Tatsächlich, da ist sie ja. Und auch eine /etc/default/grub gibt es. Das Booten von Stick klappt im übrigen problemlos, aber ich bekam erstmal lediglich eine grub-shell angeboten, die mir nicht wirklich weiterhilft.

----------

## Christian99

und mir fällt gerade ein: grub2-mkconfig hat eine "-o" Option, die du statt ">" verwenden kannst.

----------

## Christoph Schnauß

 *Christian99 wrote:*   

> und mir fällt gerade ein: grub2-mkconfig hat eine "-o" Option, die du statt ">" verwenden kannst.

 

Wenn ich das angegebene Wiki richtig lese, dann nicht "statt", sondern "zusätzlich zu".  Gegenüber dem "alten" Grub hat sich doch erheblich viel geändert, ich möchte erstmal nur wieder eine Auswahl angeboten bekommen, ob ich nun meinen Rechner oder das System auf dem Stick benutzen möchte.

----------

## Christoph Schnauß

guten Abend,

es gelingt mir leider nicht, ein Bootmenü mit Auswahlmöglichkeiten hervorzuzaubern. Grundsätzlich möchte ich fürs erste erreichen, daß wenigstens zwei Zeilen enthalten sind:

1. Booten von einer Systeminstallation auf der lokalen Platte

2. Booten des auf dem Stick vorhandenen Gentoo

Ich erhalte lediglich eine grub-Shell, und wenn ich da "boot" verlange, werde ich gebeten, erst einen Kernel zu installieren.

□ □ □ □ □

• _Aufgabe_: Gib den Forenauszug von „1. Booten von“ bis „Kernel zu installieren.“ wortgetreu wieder. Die Einträge stammen aus einer anderen Quelle als der Forenauszug.

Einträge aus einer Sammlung

□ □ □ □ □

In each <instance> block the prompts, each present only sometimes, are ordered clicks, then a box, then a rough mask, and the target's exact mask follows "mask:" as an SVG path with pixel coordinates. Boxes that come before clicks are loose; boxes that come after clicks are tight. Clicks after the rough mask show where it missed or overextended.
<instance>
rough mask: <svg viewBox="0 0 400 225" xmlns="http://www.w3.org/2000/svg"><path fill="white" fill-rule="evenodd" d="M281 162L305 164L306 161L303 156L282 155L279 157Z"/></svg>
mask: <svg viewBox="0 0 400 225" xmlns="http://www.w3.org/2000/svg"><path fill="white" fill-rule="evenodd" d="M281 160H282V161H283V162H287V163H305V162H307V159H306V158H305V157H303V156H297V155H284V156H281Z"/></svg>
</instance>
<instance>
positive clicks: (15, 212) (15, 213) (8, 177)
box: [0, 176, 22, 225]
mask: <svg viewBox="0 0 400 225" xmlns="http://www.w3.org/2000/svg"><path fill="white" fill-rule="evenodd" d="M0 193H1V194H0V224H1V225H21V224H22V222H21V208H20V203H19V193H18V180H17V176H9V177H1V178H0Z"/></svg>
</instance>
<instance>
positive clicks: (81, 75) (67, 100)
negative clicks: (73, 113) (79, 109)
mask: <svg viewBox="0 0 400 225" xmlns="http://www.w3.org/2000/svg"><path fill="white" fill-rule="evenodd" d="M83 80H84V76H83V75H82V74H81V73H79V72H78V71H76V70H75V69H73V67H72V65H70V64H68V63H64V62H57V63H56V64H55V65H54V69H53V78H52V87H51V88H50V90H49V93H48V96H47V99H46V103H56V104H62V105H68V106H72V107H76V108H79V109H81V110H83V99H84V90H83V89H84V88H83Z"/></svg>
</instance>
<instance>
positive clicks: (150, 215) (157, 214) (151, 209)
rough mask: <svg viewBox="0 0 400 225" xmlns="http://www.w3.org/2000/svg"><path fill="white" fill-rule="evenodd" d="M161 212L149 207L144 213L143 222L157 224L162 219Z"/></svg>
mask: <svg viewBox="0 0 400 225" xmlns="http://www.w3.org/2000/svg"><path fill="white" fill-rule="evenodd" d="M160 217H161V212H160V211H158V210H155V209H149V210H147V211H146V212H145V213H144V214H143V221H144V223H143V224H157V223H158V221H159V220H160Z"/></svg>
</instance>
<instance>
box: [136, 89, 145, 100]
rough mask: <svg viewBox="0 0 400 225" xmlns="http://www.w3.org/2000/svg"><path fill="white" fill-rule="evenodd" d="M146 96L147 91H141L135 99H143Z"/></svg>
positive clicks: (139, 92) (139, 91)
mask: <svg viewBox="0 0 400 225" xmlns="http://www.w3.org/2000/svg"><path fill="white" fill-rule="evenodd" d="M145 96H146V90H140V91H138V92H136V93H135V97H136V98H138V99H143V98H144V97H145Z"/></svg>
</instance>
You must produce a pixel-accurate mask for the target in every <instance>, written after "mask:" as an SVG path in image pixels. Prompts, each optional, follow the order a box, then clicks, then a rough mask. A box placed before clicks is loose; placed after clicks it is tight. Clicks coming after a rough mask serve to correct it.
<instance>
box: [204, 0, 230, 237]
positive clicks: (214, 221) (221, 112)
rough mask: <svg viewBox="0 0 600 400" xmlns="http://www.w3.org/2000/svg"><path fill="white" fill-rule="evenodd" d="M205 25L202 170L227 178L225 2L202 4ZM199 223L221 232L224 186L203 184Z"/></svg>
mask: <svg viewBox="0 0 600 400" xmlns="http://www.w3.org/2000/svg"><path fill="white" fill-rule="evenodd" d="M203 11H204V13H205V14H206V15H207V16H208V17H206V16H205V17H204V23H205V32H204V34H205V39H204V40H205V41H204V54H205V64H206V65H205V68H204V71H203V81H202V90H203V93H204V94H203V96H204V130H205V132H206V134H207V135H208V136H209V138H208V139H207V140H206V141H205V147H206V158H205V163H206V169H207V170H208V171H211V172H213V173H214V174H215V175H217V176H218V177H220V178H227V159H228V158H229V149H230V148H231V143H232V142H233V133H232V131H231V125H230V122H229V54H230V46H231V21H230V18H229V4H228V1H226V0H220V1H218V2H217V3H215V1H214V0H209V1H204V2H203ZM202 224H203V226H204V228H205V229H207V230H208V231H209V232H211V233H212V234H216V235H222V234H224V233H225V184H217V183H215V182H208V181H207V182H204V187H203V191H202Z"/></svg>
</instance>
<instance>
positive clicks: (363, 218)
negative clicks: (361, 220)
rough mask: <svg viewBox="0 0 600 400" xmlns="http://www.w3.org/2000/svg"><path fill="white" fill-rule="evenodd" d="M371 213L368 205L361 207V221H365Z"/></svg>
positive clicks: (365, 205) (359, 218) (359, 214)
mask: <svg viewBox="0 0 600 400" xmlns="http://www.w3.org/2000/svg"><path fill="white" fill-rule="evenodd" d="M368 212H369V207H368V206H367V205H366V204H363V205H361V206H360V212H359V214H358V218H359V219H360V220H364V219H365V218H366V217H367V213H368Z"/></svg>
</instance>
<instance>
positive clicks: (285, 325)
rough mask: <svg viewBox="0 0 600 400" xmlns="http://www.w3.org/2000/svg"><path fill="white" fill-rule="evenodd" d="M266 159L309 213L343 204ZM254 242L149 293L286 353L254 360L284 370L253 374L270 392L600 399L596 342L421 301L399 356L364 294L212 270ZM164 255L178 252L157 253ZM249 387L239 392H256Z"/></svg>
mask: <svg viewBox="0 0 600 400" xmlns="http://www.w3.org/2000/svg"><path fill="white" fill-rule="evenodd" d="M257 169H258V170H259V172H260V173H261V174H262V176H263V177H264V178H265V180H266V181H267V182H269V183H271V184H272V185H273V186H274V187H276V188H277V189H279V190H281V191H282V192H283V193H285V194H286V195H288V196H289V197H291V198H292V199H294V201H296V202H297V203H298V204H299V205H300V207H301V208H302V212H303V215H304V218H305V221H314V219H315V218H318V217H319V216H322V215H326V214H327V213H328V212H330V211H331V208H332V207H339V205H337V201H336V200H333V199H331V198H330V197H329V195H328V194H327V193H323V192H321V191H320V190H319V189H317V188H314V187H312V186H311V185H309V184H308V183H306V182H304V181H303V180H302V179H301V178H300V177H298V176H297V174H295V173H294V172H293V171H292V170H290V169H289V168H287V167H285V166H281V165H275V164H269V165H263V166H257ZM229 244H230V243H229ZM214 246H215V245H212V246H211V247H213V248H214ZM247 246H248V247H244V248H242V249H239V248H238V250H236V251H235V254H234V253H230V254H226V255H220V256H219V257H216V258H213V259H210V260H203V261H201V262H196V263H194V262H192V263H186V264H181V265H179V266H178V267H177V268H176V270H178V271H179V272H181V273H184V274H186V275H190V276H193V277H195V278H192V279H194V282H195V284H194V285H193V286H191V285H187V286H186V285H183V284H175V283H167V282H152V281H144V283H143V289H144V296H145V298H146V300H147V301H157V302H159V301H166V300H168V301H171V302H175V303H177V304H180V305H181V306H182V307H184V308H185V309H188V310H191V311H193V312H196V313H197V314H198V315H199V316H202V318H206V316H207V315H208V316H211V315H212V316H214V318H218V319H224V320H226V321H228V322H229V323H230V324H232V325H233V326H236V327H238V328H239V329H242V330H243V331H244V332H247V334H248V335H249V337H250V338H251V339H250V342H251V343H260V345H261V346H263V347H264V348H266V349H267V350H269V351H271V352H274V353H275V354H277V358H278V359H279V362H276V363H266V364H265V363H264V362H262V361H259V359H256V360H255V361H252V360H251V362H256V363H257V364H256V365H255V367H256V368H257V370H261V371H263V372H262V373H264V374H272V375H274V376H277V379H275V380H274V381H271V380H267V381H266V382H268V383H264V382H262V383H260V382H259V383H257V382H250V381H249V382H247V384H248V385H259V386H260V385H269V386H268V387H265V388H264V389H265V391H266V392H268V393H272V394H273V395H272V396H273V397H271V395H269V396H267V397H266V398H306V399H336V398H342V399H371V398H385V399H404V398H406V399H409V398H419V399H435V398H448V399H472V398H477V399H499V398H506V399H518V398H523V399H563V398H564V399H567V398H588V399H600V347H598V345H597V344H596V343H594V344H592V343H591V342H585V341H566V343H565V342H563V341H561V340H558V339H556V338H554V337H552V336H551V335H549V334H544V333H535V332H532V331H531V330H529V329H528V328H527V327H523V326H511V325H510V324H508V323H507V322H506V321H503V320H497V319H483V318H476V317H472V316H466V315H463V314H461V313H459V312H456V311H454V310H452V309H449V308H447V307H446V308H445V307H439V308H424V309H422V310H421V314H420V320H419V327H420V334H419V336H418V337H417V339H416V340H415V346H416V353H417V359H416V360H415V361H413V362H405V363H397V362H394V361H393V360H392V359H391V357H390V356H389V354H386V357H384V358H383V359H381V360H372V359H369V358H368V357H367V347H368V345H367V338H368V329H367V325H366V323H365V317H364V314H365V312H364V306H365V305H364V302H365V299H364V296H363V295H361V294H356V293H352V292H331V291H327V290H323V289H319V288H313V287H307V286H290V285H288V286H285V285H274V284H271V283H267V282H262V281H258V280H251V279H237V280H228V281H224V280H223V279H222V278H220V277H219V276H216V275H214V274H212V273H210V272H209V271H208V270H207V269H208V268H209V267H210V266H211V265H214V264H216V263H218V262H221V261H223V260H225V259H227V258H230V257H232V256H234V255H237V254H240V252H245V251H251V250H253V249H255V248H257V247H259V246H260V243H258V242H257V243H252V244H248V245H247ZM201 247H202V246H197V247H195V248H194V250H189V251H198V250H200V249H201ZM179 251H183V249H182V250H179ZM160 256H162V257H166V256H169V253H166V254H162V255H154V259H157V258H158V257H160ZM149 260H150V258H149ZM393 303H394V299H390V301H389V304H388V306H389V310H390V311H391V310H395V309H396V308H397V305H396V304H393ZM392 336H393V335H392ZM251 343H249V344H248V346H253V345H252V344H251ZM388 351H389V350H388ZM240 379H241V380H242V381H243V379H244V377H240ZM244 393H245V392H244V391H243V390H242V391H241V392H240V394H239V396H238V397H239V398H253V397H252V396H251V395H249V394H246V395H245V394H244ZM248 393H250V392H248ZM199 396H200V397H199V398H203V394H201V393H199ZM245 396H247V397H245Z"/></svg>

□ □ □ □ □

• _Antwort_:
1. Booten von einer Systeminstallation auf der lokalen Platte

2. Booten des auf dem Stick vorhandenen Gentoo

Ich erhalte lediglich eine grub-Shell, und wenn ich da "boot" verlange, werde ich gebeten, erst einen Kernel zu installieren.